Task to carry out >> Copy every line of the entries that has the string "dark" in it.

Records contained in a dataset
###

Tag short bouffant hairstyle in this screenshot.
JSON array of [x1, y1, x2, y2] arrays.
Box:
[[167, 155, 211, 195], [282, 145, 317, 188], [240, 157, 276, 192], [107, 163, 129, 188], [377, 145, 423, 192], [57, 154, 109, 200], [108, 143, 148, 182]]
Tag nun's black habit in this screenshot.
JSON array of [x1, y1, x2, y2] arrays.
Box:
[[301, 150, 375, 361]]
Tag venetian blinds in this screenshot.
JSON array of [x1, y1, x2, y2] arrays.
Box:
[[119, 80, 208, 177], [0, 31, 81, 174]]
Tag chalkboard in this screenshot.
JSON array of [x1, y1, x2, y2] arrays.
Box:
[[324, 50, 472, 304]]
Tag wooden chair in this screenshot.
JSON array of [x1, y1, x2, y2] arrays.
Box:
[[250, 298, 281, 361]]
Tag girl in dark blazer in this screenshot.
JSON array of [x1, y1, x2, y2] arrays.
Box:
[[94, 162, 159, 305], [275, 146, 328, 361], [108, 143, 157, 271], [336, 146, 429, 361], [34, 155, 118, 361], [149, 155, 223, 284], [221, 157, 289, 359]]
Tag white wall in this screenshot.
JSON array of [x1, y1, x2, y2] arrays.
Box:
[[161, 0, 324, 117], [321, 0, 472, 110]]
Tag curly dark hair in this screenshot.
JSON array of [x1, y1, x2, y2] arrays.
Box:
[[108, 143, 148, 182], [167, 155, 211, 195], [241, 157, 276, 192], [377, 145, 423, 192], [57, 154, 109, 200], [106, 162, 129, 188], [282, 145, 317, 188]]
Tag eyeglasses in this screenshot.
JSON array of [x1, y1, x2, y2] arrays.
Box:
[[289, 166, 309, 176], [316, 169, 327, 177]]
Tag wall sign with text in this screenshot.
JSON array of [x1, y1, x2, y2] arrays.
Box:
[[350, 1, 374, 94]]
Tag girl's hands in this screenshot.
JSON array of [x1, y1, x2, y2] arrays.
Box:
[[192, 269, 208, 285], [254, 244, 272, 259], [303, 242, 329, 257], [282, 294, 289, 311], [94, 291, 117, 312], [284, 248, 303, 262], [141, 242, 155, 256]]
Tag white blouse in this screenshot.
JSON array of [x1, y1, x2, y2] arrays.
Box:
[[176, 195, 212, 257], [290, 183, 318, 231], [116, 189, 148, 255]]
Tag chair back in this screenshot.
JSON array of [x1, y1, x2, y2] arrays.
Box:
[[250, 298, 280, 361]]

###

Solution to this exercise >>
Tag girl in dark blazer in this screenshot.
Tag curly dark hair in this screenshot.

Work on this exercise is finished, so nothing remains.